Work instruction 1: In the Medicare-for-All text, swap "dialogue" for "debate" and give the passage again, beginning at the words "At the same" and stopping after "bill could pass.".
Work instruction 2: According to the Medicare-for-All text, how many Americans are estimated to still lack any health insurance?
Work instruction 3: Continue the Medicare-for-All text from the point where it stops.

Reading text:
%%

Untreated dental problems can have very serious health consequences. Medicare-for-All would be a revolution in dental care, greatly improving access. Sad to say but there are many people living with rotting teeth and dental pain who cannot afford any care.

Medicare-for-All would put an end to co-pays, deductibles, and the need to fight with insurance companies when they fail to pay for charges. In this plan, health care would be a right, not a for-profit business, and it would be guaranteed to all Americans.

Medicare-for-All would build on the success of the Affordable Care Act. Under the Affordable Care Act, more than 17 million Americans have gained health insurance. This has cut the number of uninsured to an all-time low. Among other things, through the Affordable Care Act, millions of low-income Americans in 31 states gained coverage through expanded Medicaid. Young people up until age 26 can stay on their families’ health plans. The Affordable Care Act also protected against exclusions for pre-existing conditions and life-time limits. All these gains are essential.

At the same time, there are still an estimated 29 million Americans who lack any health insurance. Many are underinsured or have to pay exceedingly high co-payments and deductibles charged by private insurers. It does not disparage the Affordable Care Act to acknowledge both its strengths and weaknesses. It was a step but health care for all requires new steps.

There is no contradiction in fighting to maintain existing gains and advancing progressive reforms while struggling toward Medicare-for-All. Those who say it will not pass now are correct but they fail to see that Sanders’ bill opens the conversation. It may be years before Medicare-for-All can be enacted but Sanders’ bill puts it on the national agenda and starts a critical dialogue. When there is a Democratic president and a Democratic Congress, the bill could pass.

%%

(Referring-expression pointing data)

%%

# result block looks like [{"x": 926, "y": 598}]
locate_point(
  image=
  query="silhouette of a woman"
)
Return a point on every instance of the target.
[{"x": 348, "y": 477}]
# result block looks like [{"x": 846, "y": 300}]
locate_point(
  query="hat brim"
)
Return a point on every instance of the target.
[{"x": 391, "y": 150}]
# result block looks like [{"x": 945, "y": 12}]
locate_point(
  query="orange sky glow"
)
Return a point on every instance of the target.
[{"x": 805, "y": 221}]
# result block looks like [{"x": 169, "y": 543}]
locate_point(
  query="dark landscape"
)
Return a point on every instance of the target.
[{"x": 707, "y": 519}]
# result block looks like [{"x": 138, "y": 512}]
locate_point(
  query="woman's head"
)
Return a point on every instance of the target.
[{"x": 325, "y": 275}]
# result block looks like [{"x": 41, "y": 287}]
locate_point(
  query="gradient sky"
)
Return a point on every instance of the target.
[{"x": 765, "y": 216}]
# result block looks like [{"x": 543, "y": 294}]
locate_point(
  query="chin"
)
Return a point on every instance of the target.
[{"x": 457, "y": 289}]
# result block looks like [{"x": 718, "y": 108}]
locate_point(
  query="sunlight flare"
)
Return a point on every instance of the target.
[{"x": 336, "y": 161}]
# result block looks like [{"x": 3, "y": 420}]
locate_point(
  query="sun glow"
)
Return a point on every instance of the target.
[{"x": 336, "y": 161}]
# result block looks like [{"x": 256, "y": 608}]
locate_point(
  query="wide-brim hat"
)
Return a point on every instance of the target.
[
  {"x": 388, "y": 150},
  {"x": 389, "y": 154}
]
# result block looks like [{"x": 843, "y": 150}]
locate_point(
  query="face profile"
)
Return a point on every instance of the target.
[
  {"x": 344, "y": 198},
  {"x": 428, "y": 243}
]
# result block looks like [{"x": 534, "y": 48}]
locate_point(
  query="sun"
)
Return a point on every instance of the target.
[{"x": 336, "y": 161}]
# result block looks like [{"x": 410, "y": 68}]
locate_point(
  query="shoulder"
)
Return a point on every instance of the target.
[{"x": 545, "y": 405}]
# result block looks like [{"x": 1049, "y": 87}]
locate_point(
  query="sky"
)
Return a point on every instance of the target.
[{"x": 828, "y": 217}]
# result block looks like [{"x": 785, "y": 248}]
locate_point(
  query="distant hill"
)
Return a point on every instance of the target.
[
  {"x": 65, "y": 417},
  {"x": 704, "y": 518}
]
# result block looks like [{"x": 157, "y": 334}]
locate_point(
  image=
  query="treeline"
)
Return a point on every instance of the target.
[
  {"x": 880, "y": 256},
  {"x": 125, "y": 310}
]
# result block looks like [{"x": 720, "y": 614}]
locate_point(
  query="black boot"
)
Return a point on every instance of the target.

%%

Response box 1:
At the same time, there are still an estimated 29 million Americans who lack any health insurance. Many are underinsured or have to pay exceedingly high co-payments and deductibles charged by private insurers. It does not disparage the Affordable Care Act to acknowledge both its strengths and weaknesses. It was a step but health care for all requires new steps.

There is no contradiction in fighting to maintain existing gains and advancing progressive reforms while struggling toward Medicare-for-All. Those who say it will not pass now are correct but they fail to see that Sanders’ bill opens the conversation. It may be years before Medicare-for-All can be enacted but Sanders’ bill puts it on the national agenda and starts a critical debate. When there is a Democratic president and a Democratic Congress, the bill could pass.

Response box 2: An estimated 29 million

Response box 3:
The fact that there will be no instant results is hardly a reason to avoid this fight as this fight is worth it.

Certainly, the biggest question about Medicare-for-All is how it will be funded. There is no exact plan yet although Sanders released some proposals: a 7.5% payroll tax on employers, a 4% individual income tax and an assortment of taxes on wealthier Americans and corporations. At this stage, I think it is okay that no funding formula is nailed down. There is a need for more creative discussion about funding formulas.

Those predisposed to oppose the idea will focus on the funding and it is impossible to deny that the issues are real. The challenge is immense. Still, there is much evidence that a single payer system can ultimately get runaway spending under control.

Medicare could set fees and pay health providers in much the same way it does now. Billing could be much simpler. There could be a single billing form and a single fee schedule. The administrative costs of Medicare are at 2% while the administrative costs of U.S. private insurers averages 17%. This would save much waste and excessive administrative cost.

I know there are some who will see Medicare-for-All as some extreme socialist plot. Honestly that is such a parochial view. Nearly every industrialized country besides the United States guarantees universal access to health care. Think Canada, England, France or Germany. They all spend less on health care and have far better outcomes than we do. Medicare-for-All would lead to less out-of-pocket cost for the average family.

To quote Bernie Sanders:

“We remain the only major country on earth that allows chief executives and stockholders in the health care industry to get incredibly rich, while millions of people suffer because they can’t get the health care they need. This is not what the United States should be about.”

Polls show that support for single payer began increasing around the start of the 2016 campaign. More people now believe that health care is a government responsibility. A June 2017 poll from the Kaiser Family Foundation found 53% support for the idea of single payer health care.

I see Medicare-for-All offering the Democrats both an attainable long-term goal and an energizing vision that can garner huge grassroots support and unite disparate factions. For a party lacking coherent identity, that is no small positive. The effort will likely take years but it certainly can happen.